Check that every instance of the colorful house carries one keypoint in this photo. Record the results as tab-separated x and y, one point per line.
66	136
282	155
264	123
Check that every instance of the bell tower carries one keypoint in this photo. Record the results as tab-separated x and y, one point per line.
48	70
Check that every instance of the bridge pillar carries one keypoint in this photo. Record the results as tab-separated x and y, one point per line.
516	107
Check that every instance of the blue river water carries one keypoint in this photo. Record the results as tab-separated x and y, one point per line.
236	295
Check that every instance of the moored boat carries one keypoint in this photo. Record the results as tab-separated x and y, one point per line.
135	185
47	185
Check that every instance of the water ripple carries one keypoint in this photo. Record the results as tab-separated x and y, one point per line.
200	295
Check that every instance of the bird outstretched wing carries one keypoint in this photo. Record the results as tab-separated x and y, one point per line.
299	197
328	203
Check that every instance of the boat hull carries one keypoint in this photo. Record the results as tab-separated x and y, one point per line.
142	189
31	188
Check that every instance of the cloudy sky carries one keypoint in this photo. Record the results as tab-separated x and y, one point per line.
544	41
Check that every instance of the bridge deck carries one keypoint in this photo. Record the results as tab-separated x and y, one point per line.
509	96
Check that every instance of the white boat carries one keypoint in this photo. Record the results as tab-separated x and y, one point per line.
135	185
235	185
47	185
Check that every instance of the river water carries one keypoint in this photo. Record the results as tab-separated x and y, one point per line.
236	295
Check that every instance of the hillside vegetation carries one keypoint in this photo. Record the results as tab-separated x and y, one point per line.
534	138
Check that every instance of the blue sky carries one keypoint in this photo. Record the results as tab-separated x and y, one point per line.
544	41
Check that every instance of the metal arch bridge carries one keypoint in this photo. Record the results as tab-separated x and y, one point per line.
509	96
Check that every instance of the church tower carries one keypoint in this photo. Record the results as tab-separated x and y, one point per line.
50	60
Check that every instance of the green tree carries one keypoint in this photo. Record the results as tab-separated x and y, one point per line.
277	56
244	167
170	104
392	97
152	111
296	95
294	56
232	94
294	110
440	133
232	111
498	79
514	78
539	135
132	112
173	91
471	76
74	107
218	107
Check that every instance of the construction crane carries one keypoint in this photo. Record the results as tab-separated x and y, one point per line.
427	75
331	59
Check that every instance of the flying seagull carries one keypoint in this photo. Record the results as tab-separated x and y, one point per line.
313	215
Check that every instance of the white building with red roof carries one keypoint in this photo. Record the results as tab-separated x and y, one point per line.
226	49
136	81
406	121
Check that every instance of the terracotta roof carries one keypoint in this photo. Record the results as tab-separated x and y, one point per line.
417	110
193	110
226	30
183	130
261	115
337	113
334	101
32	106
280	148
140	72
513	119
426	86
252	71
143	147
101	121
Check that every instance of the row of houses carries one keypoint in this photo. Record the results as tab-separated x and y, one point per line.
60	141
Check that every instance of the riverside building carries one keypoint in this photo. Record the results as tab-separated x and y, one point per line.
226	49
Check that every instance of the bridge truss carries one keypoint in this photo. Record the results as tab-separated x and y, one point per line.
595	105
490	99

*WORK TO BE COMPLETED*
Transcribe the whole listing above, keeping each line exactly as written.

*RESPONSE*
Check that every instance of the colorful house carries one keypoint in this photo. Record the results as tab-separated x and y, one point per line.
66	136
282	155
264	123
Check that every instance of the bell tower carries one keypoint in this photo. Record the results as tab-separated x and y, one point per line.
48	70
Check that every instance of the bridge pillar carries one keypoint in this photo. Record the results as tab-separated x and y, one point per line.
516	107
Check that every instance of the blue river water carries one keypoint in this photo. Record the results as tab-separated x and y, one point per line.
236	295
Check that every instance of the moored boat carries one keypoint in this photo. Record the results as tab-separated x and y, one point per line.
135	185
47	185
Check that every instance of the water ripple carries one keypoint in this photo. Record the results as tab-separated x and y, one point per line.
200	295
Check that every instance of the bird outstretched wing carries one keypoint in this photo. Record the results as tab-separated x and y, one point per line.
299	197
328	203
Check that every instance of the boat hull carries one keypoint in this photo. Record the results as tab-separated x and y, one point per line.
142	189
31	188
Check that every instance of the cloudy sky carries one keypoint in this photo. Record the results as tab-separated x and y, one point per line.
544	41
Check that every instance of the bridge deck carries one keypoint in this photo. Record the results as tab-separated x and y, one point per line.
509	96
Check that every instance of the white boat carries one keypoint in this photo. Record the results as tab-separated x and y, one point per line.
135	185
235	185
47	185
Check that every instance of the river water carries one keypoint in this photo. Record the results as tab-separated x and y, one point per line.
236	295
Check that every instance of the hillside vegetation carries one keypoint in this photo. Record the results as tab-separated x and y, one point per line.
534	138
Check that every instance of the blue sky carries one keypoint in this photo. Record the results as tab-separated x and y, one point per line.
544	41
Check that every instance of the metal arch bridge carries one keypoint in this photo. Record the results as tab-separated x and y, one point per line.
509	96
Check that every instance of the church tower carries one keypoint in this photo. Record the results as tab-separated x and y, one point per line.
50	60
Check that every instance of the green tree carries one keypoint in this photo. Record the results as tab-separated x and y, one point per line.
277	56
244	167
170	104
392	97
152	111
296	95
294	56
232	94
294	110
440	133
232	111
498	79
514	78
539	135
132	112
173	91
471	76
74	107
218	107
Check that every instance of the construction crane carries one keypoint in this photo. Record the results as tab-separated x and y, one point per line.
427	75
331	59
Check that every instance of the flying seagull carries one keypoint in this photo. Record the results as tab-separated x and y, one point per line.
313	215
Check that every instance of the white building with red roof carries one keypoint in this photo. Record the results as tab-separated x and y, one point per line.
226	49
136	81
406	121
Check that every instance of the terracotta roof carries one keypoint in this photo. Record the results as tab-separated x and y, one point per line.
417	110
193	110
226	30
183	130
261	115
337	113
334	101
32	106
280	148
140	72
513	119
426	86
252	71
143	147
101	121
Check that every instance of the row of houses carries one keypoint in this photo. Record the results as tab-separated x and y, one point per line.
60	141
Check that every instance of the riverside building carries one keypoint in this photo. Record the results as tab-separated x and y, one point per line.
226	49
Check that every instance of the bridge truss carries one keypoint in this photo. Record the results as tab-separated x and y, one point per line.
595	105
490	99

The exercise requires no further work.